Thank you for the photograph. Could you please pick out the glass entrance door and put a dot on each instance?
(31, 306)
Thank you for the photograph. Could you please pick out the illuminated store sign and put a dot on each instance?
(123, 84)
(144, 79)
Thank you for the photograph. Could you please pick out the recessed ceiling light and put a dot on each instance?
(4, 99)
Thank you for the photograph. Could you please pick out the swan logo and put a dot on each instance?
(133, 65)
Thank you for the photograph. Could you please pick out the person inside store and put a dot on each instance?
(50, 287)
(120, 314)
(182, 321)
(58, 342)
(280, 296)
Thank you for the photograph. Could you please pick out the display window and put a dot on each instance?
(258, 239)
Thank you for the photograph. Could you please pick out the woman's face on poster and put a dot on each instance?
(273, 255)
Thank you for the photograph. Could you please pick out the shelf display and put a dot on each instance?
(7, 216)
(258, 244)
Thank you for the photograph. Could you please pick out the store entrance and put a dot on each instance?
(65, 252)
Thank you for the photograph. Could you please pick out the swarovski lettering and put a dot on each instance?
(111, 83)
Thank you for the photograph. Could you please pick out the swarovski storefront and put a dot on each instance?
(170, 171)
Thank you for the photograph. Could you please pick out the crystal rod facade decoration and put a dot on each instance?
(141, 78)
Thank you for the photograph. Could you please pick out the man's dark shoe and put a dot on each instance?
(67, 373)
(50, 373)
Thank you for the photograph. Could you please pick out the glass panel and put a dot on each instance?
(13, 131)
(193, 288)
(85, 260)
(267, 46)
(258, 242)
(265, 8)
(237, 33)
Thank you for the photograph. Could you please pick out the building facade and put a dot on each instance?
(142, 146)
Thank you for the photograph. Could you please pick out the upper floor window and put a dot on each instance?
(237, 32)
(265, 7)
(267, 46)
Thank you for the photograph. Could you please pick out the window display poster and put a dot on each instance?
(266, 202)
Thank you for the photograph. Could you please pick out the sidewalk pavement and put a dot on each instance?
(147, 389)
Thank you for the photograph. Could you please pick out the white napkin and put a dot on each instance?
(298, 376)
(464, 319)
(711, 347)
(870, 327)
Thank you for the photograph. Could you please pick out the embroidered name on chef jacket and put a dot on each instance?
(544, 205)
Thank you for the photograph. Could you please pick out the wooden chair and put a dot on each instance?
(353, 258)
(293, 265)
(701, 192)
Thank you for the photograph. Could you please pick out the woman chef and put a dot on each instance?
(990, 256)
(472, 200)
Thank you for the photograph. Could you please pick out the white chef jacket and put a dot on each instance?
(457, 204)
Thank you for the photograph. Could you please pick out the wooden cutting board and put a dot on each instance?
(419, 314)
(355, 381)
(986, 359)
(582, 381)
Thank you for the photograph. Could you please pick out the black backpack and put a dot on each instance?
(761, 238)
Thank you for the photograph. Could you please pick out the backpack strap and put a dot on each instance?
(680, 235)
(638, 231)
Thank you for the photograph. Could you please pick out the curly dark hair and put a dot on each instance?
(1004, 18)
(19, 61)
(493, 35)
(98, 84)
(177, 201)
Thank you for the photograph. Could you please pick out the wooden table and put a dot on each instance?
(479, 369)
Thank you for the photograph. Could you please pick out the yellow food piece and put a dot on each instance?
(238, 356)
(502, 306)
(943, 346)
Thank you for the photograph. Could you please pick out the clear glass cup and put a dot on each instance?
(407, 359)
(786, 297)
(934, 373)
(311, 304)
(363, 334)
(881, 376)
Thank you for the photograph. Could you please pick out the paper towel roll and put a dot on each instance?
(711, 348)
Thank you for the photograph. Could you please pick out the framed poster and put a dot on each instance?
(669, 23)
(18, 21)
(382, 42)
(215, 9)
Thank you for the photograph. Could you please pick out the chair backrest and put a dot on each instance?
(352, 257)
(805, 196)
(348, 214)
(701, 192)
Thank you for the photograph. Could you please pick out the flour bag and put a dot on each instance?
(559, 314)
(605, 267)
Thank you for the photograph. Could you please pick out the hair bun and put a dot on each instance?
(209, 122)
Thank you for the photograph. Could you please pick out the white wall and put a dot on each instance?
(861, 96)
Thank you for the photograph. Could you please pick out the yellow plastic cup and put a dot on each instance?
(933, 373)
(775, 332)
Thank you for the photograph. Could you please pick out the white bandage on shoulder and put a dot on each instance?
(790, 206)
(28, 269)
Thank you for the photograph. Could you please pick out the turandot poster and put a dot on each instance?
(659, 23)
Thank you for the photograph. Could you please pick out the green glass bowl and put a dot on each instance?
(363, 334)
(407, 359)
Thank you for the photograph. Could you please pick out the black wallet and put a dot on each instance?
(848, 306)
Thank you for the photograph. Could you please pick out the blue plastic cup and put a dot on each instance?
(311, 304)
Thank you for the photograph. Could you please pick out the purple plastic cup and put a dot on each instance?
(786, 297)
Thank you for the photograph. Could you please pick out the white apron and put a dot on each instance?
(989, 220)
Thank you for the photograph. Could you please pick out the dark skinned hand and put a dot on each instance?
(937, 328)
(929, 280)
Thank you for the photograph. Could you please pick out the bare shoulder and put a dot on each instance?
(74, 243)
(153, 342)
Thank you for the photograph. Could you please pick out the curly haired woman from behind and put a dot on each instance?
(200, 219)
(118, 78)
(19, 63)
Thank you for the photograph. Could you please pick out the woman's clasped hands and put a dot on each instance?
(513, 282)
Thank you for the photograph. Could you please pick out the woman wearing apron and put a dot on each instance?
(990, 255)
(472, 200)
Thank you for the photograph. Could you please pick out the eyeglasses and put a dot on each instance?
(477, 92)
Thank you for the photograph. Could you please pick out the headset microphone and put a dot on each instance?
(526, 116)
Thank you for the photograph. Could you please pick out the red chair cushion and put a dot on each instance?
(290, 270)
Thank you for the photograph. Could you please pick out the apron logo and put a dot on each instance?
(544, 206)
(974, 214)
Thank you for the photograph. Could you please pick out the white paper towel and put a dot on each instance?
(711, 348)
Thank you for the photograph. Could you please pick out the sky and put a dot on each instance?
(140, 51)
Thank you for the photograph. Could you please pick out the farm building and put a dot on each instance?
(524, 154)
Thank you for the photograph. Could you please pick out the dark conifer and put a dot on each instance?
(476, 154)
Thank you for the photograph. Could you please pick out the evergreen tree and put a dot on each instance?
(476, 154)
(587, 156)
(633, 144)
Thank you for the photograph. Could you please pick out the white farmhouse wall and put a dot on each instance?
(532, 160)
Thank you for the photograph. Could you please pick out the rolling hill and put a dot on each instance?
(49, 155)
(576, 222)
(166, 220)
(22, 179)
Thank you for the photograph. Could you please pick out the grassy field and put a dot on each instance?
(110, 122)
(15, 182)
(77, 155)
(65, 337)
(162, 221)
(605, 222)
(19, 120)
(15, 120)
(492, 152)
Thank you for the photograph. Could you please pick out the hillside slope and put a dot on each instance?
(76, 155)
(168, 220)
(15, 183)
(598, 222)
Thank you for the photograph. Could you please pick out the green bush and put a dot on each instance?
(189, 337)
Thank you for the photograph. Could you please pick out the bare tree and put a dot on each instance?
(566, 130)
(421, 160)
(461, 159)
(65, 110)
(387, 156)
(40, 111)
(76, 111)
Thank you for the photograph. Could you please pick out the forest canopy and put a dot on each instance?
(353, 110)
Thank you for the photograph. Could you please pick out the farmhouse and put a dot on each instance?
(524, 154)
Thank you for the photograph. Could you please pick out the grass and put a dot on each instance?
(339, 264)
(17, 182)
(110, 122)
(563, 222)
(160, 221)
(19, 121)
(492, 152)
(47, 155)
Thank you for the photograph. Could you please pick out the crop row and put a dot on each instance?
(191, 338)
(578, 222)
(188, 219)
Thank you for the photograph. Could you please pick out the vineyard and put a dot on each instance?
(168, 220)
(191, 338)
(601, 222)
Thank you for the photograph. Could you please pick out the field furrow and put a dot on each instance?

SHORT TASK - Emit the records above again, exactly, with no line skipped.

EXERCISE RESULT -
Thank you for the photograph. Could you please pick out the glass entrance door and put a dot on each instance?
(31, 306)
Thank you for the photograph. Could you please pick out the illuminated store sign and put a dot on each instance?
(123, 84)
(144, 79)
Thank you for the photograph. Could you please pick out the recessed ceiling light and put a dot on each instance?
(4, 99)
Thank you for the photograph. Could you please pick out the swan logo and put a dot on each instance?
(133, 65)
Thank you for the photograph. Could you please pick out the person inside store and put a dot on each instance?
(50, 287)
(120, 314)
(182, 321)
(58, 342)
(280, 296)
Thank you for the photograph. Could you please pick out the display window and put a dot on each instance?
(258, 239)
Thank you for the photograph. Could you please pick out the woman's face on poster and put a dot on each instance?
(273, 255)
Thank you for the photograph. Could you please pick out the shelf display and put a dot on each instance?
(7, 216)
(258, 244)
Thank you for the photograph. Could you please pick out the store entrance and put a dot on each instance?
(65, 252)
Thank you for the photograph. Could you please pick out the swarovski lettering and put a dot on each instance?
(111, 83)
Thank you for the photograph. Could you please pick out the swarovski storefront and put a dot on each instance?
(170, 171)
Thank you for the photograph. Could you please pick out the crystal rod facade decoration and put a dot on each instance?
(141, 78)
Thank you for the photograph. Could you please pick out the man's dark shoe and put a dot on each instance?
(67, 373)
(50, 373)
Thank you for the photograph. Could you please pick out the glass panel and put a dot on each instance?
(13, 131)
(193, 288)
(85, 260)
(267, 46)
(258, 242)
(265, 8)
(237, 33)
Thank you for the photograph. Could you please pick out the building facade and put a dot on each instance?
(142, 146)
Thank you for the photograph. Could you please pick out the upper floor window and put a dot on each instance?
(237, 32)
(265, 7)
(267, 46)
Thank you for the photograph. Could you please pick out the window display poster and put a dot on each instance?
(266, 202)
Thank you for the photograph. Could you please pick out the sidewalk pavement and put a dot on each instance?
(147, 389)
Thank you for the photograph. Could you please pick out the white napkin and put a dot on each instance?
(298, 376)
(464, 319)
(711, 347)
(870, 327)
Thank you for the photograph. Could you please pick out the embroidered name on chef jacket and put a dot on each instance?
(544, 205)
Thank you for the photograph. Could you please pick out the wooden chair and put a dot on each instance?
(353, 258)
(293, 265)
(701, 192)
Thank you for the photograph. Could you please pick out the woman chef and put a dot on each instance?
(990, 256)
(472, 200)
Thank you for the photograph. Could you please pick out the white chef jacket and put a dot on each instance?
(457, 204)
Thank you for the photograph. Could you please pick out the wooden cutting board and put a dot on each instance?
(419, 314)
(355, 381)
(986, 359)
(582, 381)
Thank you for the photograph. Could you please pick out the black backpack and put a dot on each instance?
(761, 238)
Thank you for the photograph. Could you please pick out the backpack strap and put a dot on each instance?
(680, 235)
(638, 231)
Thank you for the photograph. Could you please pick out the curly dark hair and put a dot on each instance?
(1004, 18)
(19, 61)
(493, 35)
(98, 84)
(177, 201)
Thank you for the photograph. Could you please pick out the wooden table and put a dot on each instance?
(479, 369)
Thank you for the photograph. Could you please pick out the yellow food piece and put a dot on each instance?
(238, 356)
(502, 306)
(943, 346)
Thank you for the photograph. Could you please pick out the clear glass cup and put a dot on each instance?
(407, 359)
(786, 297)
(934, 373)
(311, 304)
(363, 334)
(881, 376)
Thank you for the photograph. Could you please pick out the paper towel roll and put a dot on each instance?
(711, 348)
Thank you for the photograph. Could you please pick out the framed poster and put a dot on each instance?
(669, 23)
(18, 21)
(382, 42)
(215, 9)
Thank you for the photograph. Could you please pick out the chair backrest and put a dot on each instance?
(352, 257)
(805, 196)
(348, 214)
(701, 192)
Thank you for the photograph. Could you please pick out the flour bag and put a dot on each instance?
(559, 314)
(605, 267)
Thank you for the photograph. Could you please pick out the hair bun and put a dot on each instance?
(209, 122)
Thank you for the photograph. Could you please pick out the white wall and put a dot on each instance?
(861, 96)
Thank you for the photograph. Could you please pick out the yellow plastic cup and put a dot on each instance?
(933, 373)
(775, 332)
Thank you for the photograph. Could you please pick out the white bandage on shoulder and put a dot on each instance?
(790, 206)
(28, 269)
Thank you for the photograph. Could you please pick out the turandot poster and put a dot on each instance?
(659, 23)
Thank you for the photograph. Could you please pick out the green glass bowl and put a dot on each instance?
(363, 334)
(407, 359)
Thank you for the photograph. Could you please pick out the black wallet and put a dot on each instance?
(848, 306)
Thank you for the photograph. Could you please pick out the blue plastic cup and put a dot on each instance?
(311, 304)
Thank you for the photograph. Could you please pick out the purple plastic cup and put a dot on each instance?
(786, 297)
Thank you for the photograph. Could you please pick out the white apron and put a dot on each instance?
(989, 220)
Thank you for the photograph. Could you please pick out the dark skinned hand and put a dot on each instance?
(937, 328)
(929, 280)
Thank you for the photograph. Could you please pick out the bare shoulder and put a dot on each instance?
(74, 243)
(153, 342)
Thank you for the photograph. Could you please pick out the curly haired woman from behind and put a dot on each instance?
(200, 219)
(118, 78)
(19, 63)
Thank you for the photograph. Could you please pick out the woman's clasped hands and put a dot on each instance?
(513, 282)
Thank you for the photograph. Could you please pick out the woman wearing apron and put a dot on each instance?
(990, 255)
(472, 200)
Thank you for the photograph. Could you please pick out the eyeglasses and put a dot on each instance?
(477, 92)
Thank you for the photograph. Could you please pick out the headset microphone and put a dot on each instance?
(526, 116)
Thank you for the photograph. Could you please pick out the red chair cushion and put a dot on each instance?
(290, 270)
Thank you for the photograph. Could you please pick out the apron logo and put a dot on each instance?
(544, 206)
(974, 214)
Thank you for the photograph. Could you please pick out the white paper towel and put a dot on each instance?
(711, 348)
Thank you for the photograph. Could you please pick out the sky and put a dot on each instance?
(140, 51)
Thank you for the photograph. Could you please pick out the farm building and put a dot on each instance?
(524, 154)
Thank you for the photograph. Could you please pick out the dark conifer and put a dot on each instance?
(476, 154)
Thank you for the photograph. Could you please pick out the evergreen tree and put a dot on each instance?
(476, 154)
(587, 156)
(633, 144)
Thank you for the photograph. Could you please pick out the white farmhouse wall and put a dot on each instance?
(532, 160)
Thank you for the photograph. Could you please pick out the rolling hill and put a dot on each instance?
(49, 155)
(576, 222)
(166, 220)
(22, 179)
Thank you for the photograph. Could you please pick out the grassy field and put a dot on each instance?
(110, 122)
(15, 182)
(77, 155)
(65, 337)
(162, 221)
(605, 222)
(19, 120)
(15, 120)
(492, 152)
Thank you for the photograph. Could you please pick out the hillside slope and put a dot on each instance?
(76, 155)
(168, 220)
(15, 183)
(598, 222)
Thank you for the photograph. Could you please pick out the green bush and put a dot on each instance?
(189, 337)
Thank you for the photograph. Could you please pick out the bare tree and put a dot on each instance?
(566, 130)
(421, 160)
(461, 159)
(65, 110)
(387, 156)
(40, 111)
(76, 111)
Thank you for the photograph. Could you please pick out the forest canopy and put a dot on each instance?
(353, 110)
Thank you for the photograph. Could you please pick out the farmhouse and put a dot on each instance?
(524, 154)
Thank you for the photograph. Could you please pick out the grass and put a dot on each instance?
(339, 264)
(17, 182)
(110, 122)
(563, 222)
(160, 221)
(19, 121)
(492, 152)
(47, 155)
Thank you for the photograph. Could you please pick out the crop row and put a dot on each instance?
(191, 338)
(578, 222)
(188, 219)
Thank you for the photograph. Could you please pick out the vineyard and put a dot on each instance?
(168, 220)
(191, 338)
(601, 222)
Thank you for the photograph. Could you please pick out the field furrow and put a dot on each instance?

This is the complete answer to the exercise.